[Position annotation records]
□ □ □ □
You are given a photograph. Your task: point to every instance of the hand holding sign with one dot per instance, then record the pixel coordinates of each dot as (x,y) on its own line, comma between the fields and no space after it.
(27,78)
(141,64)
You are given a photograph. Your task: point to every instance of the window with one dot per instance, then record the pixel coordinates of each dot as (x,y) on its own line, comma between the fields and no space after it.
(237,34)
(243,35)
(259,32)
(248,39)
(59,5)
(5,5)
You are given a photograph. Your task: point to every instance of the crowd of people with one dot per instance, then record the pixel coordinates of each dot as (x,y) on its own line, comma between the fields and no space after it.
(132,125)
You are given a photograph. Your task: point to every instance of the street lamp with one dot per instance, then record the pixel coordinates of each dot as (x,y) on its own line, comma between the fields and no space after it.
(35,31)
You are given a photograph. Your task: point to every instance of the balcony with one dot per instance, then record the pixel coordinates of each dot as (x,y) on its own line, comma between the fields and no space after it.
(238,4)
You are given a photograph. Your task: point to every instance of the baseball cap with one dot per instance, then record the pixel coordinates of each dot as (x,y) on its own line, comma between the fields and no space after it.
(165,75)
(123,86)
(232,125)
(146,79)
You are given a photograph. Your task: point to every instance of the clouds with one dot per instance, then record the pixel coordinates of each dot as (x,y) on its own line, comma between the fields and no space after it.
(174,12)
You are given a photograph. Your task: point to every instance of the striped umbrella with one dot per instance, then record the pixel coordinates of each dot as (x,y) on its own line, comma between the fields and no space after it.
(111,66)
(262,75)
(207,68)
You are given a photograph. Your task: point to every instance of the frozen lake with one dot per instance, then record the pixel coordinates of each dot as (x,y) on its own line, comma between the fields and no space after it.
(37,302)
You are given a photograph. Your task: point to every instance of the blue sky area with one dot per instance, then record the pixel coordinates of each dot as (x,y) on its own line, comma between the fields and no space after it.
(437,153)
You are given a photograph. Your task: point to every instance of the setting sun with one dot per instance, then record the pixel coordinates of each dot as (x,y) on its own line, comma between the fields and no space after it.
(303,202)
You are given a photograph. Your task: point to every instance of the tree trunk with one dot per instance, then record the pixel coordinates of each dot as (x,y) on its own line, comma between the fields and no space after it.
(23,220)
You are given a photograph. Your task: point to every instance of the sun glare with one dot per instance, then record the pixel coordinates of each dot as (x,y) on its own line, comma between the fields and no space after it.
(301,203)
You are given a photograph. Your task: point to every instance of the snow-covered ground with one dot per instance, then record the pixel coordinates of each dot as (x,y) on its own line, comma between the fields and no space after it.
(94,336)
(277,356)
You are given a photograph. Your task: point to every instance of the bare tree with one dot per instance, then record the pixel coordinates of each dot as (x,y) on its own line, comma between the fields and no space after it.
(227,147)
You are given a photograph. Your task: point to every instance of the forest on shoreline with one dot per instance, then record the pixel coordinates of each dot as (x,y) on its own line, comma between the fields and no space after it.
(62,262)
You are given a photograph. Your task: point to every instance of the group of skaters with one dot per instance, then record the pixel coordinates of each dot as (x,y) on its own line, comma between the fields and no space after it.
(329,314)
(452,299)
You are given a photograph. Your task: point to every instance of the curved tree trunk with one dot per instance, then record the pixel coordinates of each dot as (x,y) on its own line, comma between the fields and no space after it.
□ □ □ □
◆ **What you have to do**
Output the records above in their entirety, exactly.

◆ **Task answer**
You are given a photograph. Your task: point to every instance of the hand holding sign with one dot per instance, then record the pixel coordinates of each dot as (x,y) on its own line, comma between the fields and no space after it.
(27,78)
(141,64)
You are given a photograph. Your task: point to every instance of the window with one dot per instance, then record the pixel coordinates of each dot as (x,y) on its own line, comma between the fields and no space after it.
(237,34)
(243,35)
(259,32)
(248,39)
(59,5)
(5,5)
You are given a photograph. Your task: point to every instance of the crowd of people with one dot per instance, then record the pixel coordinates of each dot as (x,y) on its own line, comma between the fields and no space after it.
(132,125)
You are given a photograph. Your task: point to every instance of the street lamp with one dot per instance, then record the pixel coordinates of each dot as (x,y) on its own line, comma between the fields and no space after it.
(35,31)
You are given a photograph. Your task: point to every instance of the balcony with one dot per instance, then record the pixel coordinates of each dot as (x,y) on its own line, comma between the fields and no space after it.
(238,4)
You are given a photograph. Your task: point to every instance of the baseball cap with one dot per instance, then record the pixel coordinates of each dot as (x,y) on its own line, comma between the fields and no space after it.
(165,75)
(123,86)
(232,125)
(146,79)
You are given a photograph. Your task: point to every instance of the clouds with one dot per instance, then record the pixel coordinates of each dot as (x,y) on its own line, comma between the fields and no space after it.
(174,12)
You are given a photograph. Your task: point to every instance of the striped umbrella with one dot per instance, then record the pixel coordinates of each dot as (x,y) on its own line, comma between the fields and no space after it.
(111,66)
(262,75)
(207,68)
You are given a photograph. Your task: point to every instance of the frozen lake with one dot per instance, then record the pixel coordinates of each dot as (x,y) on its own line, comma between the fields and no space after it.
(37,302)
You are given a photograph. Your task: point to every instance of the blue sky area with one dot per instance, then record the pixel coordinates of each dot as (x,y) on its own line, comma between the fields and no space after it.
(437,153)
You are given a photograph. Your task: point to every instance of the setting sun with one dot per instance, then record the pixel coordinates of each dot as (x,y) on its own line, comma between the fields and no space after it.
(303,202)
You are given a photograph. Your task: point to every instance of the tree trunk with one dot per instance, then record the pixel coordinates of each dot as (x,y) on its own line, comma between the fields and no space after it.
(23,220)
You are given a photograph. Your task: point to every instance of the sun glare with one dot per instance, then record the pixel coordinates of each dot as (x,y) on its own line, comma between the fields and no space after it.
(301,203)
You are given a photograph. Your task: point to every instance of the snow-covered ground with one dot per instance, then record the pixel coordinates of each dot as (x,y) on its own line, comma between the fields and no space after it.
(94,336)
(277,356)
You are given a photograph. Your task: point to every instance of the bare tree with one dot per instance, then record the pixel coordinates of each dot as (x,y) on its own line, comma between the fields and no space after it.
(227,147)
You are given a photograph. Your task: point to every instance of the forest on shoreline with one dot per instance, then record the pixel coordinates of each dot as (x,y) on its own line, comma between the fields and no space after it.
(62,262)
You are given a photograph. Your task: point to every instance of the group of skaters with one dot per instance, then record the pixel coordinates of each dot as (x,y) on its own line, comma between the fields and no space after it.
(329,314)
(452,299)
You are given a photograph. Your task: point to every instance of the curved tree trunk with one dot per instance, then record the pixel coordinates of each dot as (x,y) on its own line, comma between the fields and no space after it.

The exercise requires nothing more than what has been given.